____ Dataset extract
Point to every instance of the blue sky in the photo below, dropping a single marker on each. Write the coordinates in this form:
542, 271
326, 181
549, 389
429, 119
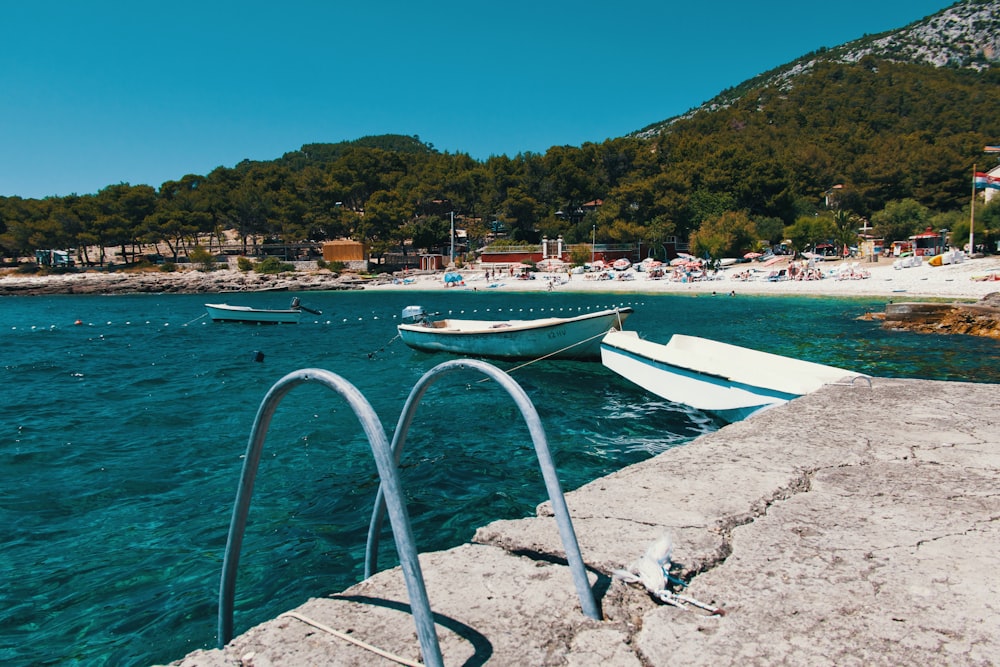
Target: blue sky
101, 92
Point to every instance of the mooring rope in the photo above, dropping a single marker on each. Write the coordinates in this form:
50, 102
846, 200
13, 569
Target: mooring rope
371, 355
195, 319
347, 638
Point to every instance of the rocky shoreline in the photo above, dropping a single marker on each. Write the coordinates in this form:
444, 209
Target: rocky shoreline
972, 319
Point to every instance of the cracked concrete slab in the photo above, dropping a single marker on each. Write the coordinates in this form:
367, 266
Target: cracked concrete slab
850, 526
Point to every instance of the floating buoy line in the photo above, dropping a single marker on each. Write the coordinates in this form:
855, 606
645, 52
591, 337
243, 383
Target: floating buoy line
487, 313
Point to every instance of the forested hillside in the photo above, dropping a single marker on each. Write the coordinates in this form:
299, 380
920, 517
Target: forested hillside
898, 139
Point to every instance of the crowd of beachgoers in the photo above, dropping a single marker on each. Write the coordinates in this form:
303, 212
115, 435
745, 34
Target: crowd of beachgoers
970, 279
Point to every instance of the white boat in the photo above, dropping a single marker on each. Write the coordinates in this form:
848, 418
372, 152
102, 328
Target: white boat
222, 312
548, 337
728, 381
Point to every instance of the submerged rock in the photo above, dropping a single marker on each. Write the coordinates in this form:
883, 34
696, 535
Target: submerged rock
981, 318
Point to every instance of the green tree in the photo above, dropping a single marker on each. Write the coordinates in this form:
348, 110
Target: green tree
900, 219
729, 235
810, 230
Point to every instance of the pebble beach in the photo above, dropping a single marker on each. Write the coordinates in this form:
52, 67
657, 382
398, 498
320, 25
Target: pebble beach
966, 281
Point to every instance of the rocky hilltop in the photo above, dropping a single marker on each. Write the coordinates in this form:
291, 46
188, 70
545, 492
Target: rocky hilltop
966, 35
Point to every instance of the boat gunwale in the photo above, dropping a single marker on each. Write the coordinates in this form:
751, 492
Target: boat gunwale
518, 325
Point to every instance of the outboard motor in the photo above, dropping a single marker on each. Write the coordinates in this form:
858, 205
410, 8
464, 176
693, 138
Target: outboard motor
296, 305
414, 315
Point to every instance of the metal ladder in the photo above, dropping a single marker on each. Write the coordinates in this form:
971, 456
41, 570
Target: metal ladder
389, 498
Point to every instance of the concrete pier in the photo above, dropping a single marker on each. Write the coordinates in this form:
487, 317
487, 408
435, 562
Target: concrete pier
853, 526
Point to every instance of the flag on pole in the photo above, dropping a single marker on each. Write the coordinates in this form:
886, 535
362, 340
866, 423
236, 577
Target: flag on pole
983, 180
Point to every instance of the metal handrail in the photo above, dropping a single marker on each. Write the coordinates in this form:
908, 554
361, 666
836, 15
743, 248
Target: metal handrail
534, 423
392, 499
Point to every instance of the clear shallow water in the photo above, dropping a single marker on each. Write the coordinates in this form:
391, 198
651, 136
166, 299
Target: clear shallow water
121, 441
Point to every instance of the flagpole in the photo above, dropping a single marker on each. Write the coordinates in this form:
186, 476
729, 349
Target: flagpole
972, 213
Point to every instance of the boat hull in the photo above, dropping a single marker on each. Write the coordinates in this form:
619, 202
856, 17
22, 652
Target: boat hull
________
### What the exercise asks
Reproduce the listing from the line containing "Point to every instance of the concrete" through its last line, both ends included. Keep the requests and their format samples unchanged, and offset every coordinate in the answers by adding 88 to each number.

### Solution to this problem
Point to every instance of the concrete pier in the photo above, dropping a single marker on each. Write the coordinates in this form:
487, 317
487, 408
435, 562
Target: concrete pier
941, 614
Point to every instance of the flag on pole in the photo above, dropping a single marker on each. Write the coordinates in this form:
886, 535
362, 340
866, 423
236, 577
Target: flag on pole
1071, 268
Point to every instance of the metal handrail in the photo above, dropping a single marker on each. Write the coordinates in this form:
908, 554
361, 666
836, 15
743, 248
Target: metal handrail
622, 511
480, 587
Point to every instance of the clear shallow water in the photo above, dropping a single marker on each. Write the coordinates in this form:
391, 198
651, 136
166, 299
Target: clear shallow water
209, 529
Point to every instance of the flagpole in the photo above, dropping a single marker on each. Write the coordinates in this form:
186, 476
729, 349
Target: flagpole
1060, 301
Point to every instance of the boat hull in the photo above, dropping a single marker on each. Write the coordinates in this form:
619, 202
856, 17
22, 652
Target: boat hull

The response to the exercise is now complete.